_EXERCISE DETAILS:_ Word for word, write the lines below out again, with no pictures.

_MATERIAL TO PROCESS:_
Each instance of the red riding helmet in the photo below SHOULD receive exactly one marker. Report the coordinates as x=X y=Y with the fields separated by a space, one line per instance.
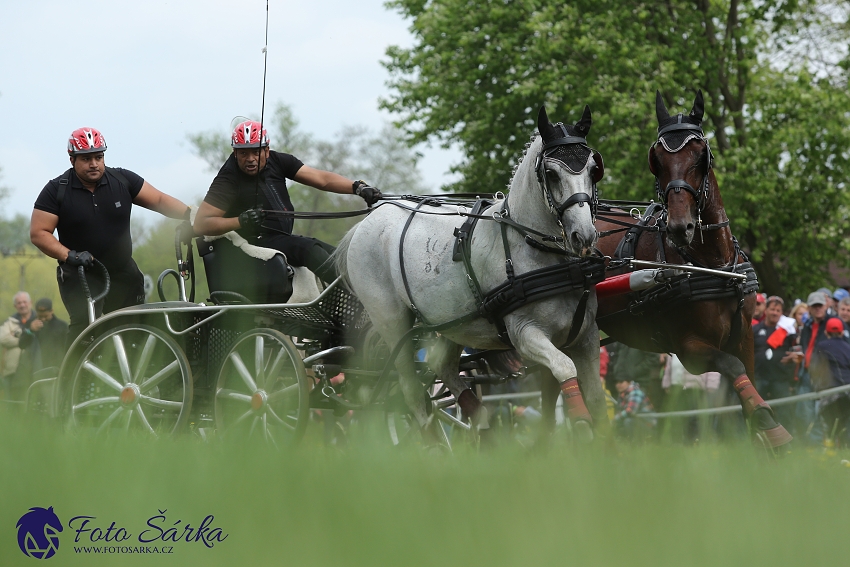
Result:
x=247 y=135
x=86 y=141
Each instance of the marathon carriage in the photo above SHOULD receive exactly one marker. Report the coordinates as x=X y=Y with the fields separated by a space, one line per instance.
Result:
x=252 y=363
x=248 y=364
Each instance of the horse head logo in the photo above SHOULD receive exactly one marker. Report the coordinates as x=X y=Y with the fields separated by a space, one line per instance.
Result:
x=38 y=533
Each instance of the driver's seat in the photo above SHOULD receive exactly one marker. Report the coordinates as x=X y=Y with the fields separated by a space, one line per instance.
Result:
x=230 y=269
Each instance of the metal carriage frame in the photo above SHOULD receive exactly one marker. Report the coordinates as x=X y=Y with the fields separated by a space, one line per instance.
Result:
x=236 y=369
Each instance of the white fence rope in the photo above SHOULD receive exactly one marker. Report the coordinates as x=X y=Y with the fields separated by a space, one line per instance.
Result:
x=692 y=413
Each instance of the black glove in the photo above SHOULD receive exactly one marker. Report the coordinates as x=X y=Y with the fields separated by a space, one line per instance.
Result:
x=84 y=259
x=186 y=232
x=251 y=220
x=370 y=194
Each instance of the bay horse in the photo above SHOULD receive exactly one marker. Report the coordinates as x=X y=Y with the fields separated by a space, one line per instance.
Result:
x=400 y=263
x=689 y=225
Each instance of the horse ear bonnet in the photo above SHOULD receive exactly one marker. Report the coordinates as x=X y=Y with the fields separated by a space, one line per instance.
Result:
x=574 y=156
x=676 y=131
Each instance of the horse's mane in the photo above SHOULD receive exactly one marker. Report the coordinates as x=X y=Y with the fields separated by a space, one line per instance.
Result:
x=528 y=144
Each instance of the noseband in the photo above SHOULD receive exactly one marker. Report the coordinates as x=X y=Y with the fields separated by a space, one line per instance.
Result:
x=576 y=198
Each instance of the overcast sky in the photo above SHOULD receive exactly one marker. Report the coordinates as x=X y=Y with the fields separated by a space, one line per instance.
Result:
x=147 y=73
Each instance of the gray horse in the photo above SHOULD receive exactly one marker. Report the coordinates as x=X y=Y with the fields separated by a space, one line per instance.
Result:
x=400 y=265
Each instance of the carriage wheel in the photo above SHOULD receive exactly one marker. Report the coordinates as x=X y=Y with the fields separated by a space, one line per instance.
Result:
x=132 y=377
x=263 y=390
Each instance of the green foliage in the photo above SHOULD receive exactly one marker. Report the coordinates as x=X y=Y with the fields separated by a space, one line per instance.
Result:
x=479 y=70
x=383 y=159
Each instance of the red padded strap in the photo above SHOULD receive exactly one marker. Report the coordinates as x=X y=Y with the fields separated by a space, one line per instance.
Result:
x=576 y=409
x=750 y=398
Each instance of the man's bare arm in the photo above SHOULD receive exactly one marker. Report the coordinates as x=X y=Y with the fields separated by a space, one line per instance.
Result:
x=210 y=221
x=42 y=226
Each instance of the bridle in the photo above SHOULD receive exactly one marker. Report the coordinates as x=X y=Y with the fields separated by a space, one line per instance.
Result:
x=676 y=185
x=579 y=198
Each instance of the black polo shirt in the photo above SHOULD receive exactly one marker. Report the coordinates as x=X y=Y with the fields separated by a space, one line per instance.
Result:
x=97 y=222
x=234 y=191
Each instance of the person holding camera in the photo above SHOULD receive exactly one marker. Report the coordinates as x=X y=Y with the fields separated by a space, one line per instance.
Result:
x=11 y=332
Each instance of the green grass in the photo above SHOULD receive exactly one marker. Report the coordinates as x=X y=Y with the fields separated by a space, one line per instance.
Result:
x=372 y=505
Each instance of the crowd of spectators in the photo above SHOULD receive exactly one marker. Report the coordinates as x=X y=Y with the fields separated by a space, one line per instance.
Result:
x=32 y=340
x=798 y=348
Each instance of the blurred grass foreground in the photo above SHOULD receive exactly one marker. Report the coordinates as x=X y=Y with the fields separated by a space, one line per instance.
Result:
x=371 y=504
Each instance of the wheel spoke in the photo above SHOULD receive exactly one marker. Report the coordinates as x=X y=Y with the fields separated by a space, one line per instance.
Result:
x=243 y=417
x=243 y=371
x=144 y=359
x=445 y=417
x=121 y=354
x=145 y=420
x=259 y=366
x=109 y=420
x=103 y=376
x=278 y=361
x=275 y=396
x=97 y=401
x=270 y=435
x=269 y=410
x=163 y=404
x=233 y=395
x=159 y=377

_EXERCISE SOLUTION:_
Each instance of the red riding helmet in the photo below SHOULD receive exactly one marker. Report the coordinates as x=X y=Y with the fields separated by a space, one line per instance.
Result:
x=247 y=135
x=86 y=141
Each instance of the marathon carriage in the photo above SHOULD receive exactly one marker. Report the coordinates as x=X y=Y with the fields separated by a space, one line per instance.
Result:
x=252 y=363
x=248 y=364
Each instance of the horse head logo in the photo above SHOULD receive exactly one marker. Report the coordinates as x=X y=Y with the fields separated by a space, one line per instance.
Result:
x=38 y=533
Each instance of the driver's seat in the photo above SHOULD receive exactly one marker. Report the coordinates as x=X y=Y with the fields separated by a space, one line per instance.
Result:
x=230 y=269
Each instance of the metal carriage frame in the photo above SHOULD receive exactly one marker. Report the coordinates as x=X y=Y with the fields separated by a space, one line per instance.
Result:
x=236 y=369
Each instance of the white fence rope in the photo above SHOULD receive exactly one marker. Report the coordinates as x=X y=Y with the fields separated by a space, one line per instance.
Result:
x=692 y=413
Each instance of the black glove in the photo above SHOULD receive exactly one marker. Report the coordinates as x=X y=Y with the fields separated by a space, one line per instance.
Result:
x=84 y=259
x=186 y=232
x=251 y=220
x=370 y=194
Each instance of the bay horse in the photo above SHOULD receive exactly one marker. Report the coordinates as x=X y=Y with the fields separated by a space, one line per instance.
Result:
x=400 y=263
x=689 y=225
Each instance of the horse ear bonnet in the photo above SHOULD receive exactly one marker. Report the coordinates as x=X y=Y with the fields separated by a space, one line per instance.
Result:
x=574 y=156
x=676 y=131
Each instance of the horse's mane in the photo above SHOULD receive exactly one marker. Report the coordinates as x=X y=Y with the fields separated by a space, one line per instance.
Result:
x=528 y=144
Each instance of the noseband in the photo above SHOULD receive exactly one marker. Report the coordinates as x=X y=Y with the fields separated by a space, one line per instance.
Result:
x=576 y=198
Each instance of the overcast sky in the photo above SHOULD receive exactly one marker. Report the coordinates as x=X y=Y with the fields separated by a space, one line per instance.
Result:
x=147 y=73
Each instance of the gray horse in the photo above SHOULD receive exactly one marker. Report the coordinates as x=X y=Y with the fields separated by a space, one line per instance.
Result:
x=400 y=265
Each instance of the carriage wheel in the photo above SHOULD receive exactly one marker. Report the coordinates as x=X y=Y with the fields separated by a space, one line per instance.
Result:
x=132 y=377
x=263 y=390
Each instance of the green foliage in the photo above SHOULD receive exactly one marker. Report the coordinates as x=X y=Y with the fields separated by a space, one line per instance.
Result:
x=479 y=70
x=383 y=159
Each instance of the red padded strap in the photo above SHOULD receive exactly one marker. Report the coordinates as x=X y=Y with the fields separated by a space, one line per instance.
Result:
x=576 y=409
x=750 y=398
Each instance of the man's bare arm in the photo above SHOULD receive exactly one marker. Report the coordinates as x=X y=Y with the fields separated by a space, one line per instance.
Result:
x=210 y=221
x=42 y=226
Each instance of the bridle in the photo above SHOULD receive exactly one marker. Report the coordinates as x=X y=Y with the fields separated by a space, one line per instance.
Result:
x=676 y=185
x=579 y=198
Each instance of the black polo shirt in the photo above SHOULD receive exactly one marker. Report the coordinates as x=X y=Y with the fields separated by a space, one line per instance.
Result:
x=97 y=222
x=234 y=191
Each instance of the person holding camera in the photo above SHOULD receive exactly one marker. Report the coordinates as x=X y=Y with the fields separated by a space, one line per instance.
Result:
x=11 y=332
Each instance of the green grass in the photo above SHOULD receive exactly one marker. Report the coordinates as x=X y=Y with the fields separated by a space, one line per instance.
Result:
x=372 y=505
Each instance of the crowd of spectators in the photo above SHOULD receive exactly one marker. Report the coordinates as x=X y=Y with the fields separated by a space, one line per instance.
Result:
x=32 y=340
x=798 y=348
Each instance of the blurred grass foreground in the photo above SHOULD receive exactly one marker. Report the coordinates as x=X y=Y with the fields separated by a space, one line per instance.
Result:
x=371 y=504
Each instance of the wheel spoke in the photo above SHOULD receive exactly one marker. Report the coordinates as x=X y=Y with the fields separated by a space, one line per instance.
Result:
x=243 y=417
x=243 y=371
x=144 y=359
x=445 y=417
x=121 y=354
x=145 y=420
x=259 y=366
x=109 y=420
x=103 y=376
x=278 y=361
x=275 y=396
x=97 y=401
x=270 y=435
x=269 y=410
x=163 y=404
x=233 y=395
x=159 y=377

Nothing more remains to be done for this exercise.